Problem description:
Starting at the line that contains "Find the autumn" and going through the last line, render each line as one string in a JSON list, skipping any blank lines.

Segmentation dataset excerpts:
^^^^

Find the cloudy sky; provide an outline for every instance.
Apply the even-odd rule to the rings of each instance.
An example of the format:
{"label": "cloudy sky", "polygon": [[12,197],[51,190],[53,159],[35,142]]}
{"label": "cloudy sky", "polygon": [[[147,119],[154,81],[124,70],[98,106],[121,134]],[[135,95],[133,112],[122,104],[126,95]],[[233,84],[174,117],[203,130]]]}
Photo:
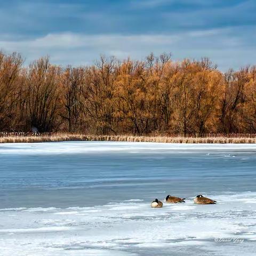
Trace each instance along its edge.
{"label": "cloudy sky", "polygon": [[255,13],[255,0],[0,0],[0,49],[63,66],[171,52],[225,71],[256,64]]}

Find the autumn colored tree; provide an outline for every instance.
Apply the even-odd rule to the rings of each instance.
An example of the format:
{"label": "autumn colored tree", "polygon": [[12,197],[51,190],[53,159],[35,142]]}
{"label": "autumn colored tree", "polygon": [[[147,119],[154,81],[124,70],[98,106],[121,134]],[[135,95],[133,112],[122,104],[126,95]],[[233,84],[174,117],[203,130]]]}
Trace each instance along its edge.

^^^^

Output of the task:
[
  "Find the autumn colored tree; provide an outline for every instance.",
  "Apply the even-odd rule to the rings of each instance.",
  "An example of the format:",
  "{\"label\": \"autumn colored tree\", \"polygon\": [[12,197],[51,190],[53,159],[35,142]]}",
  "{\"label\": \"autumn colored tree\", \"polygon\": [[[147,119],[154,81],[124,70],[98,106],[121,134]],[[135,95],[133,112],[122,104],[126,95]],[[233,84],[174,117],[203,130]]]}",
  "Trace each instance along its edge."
]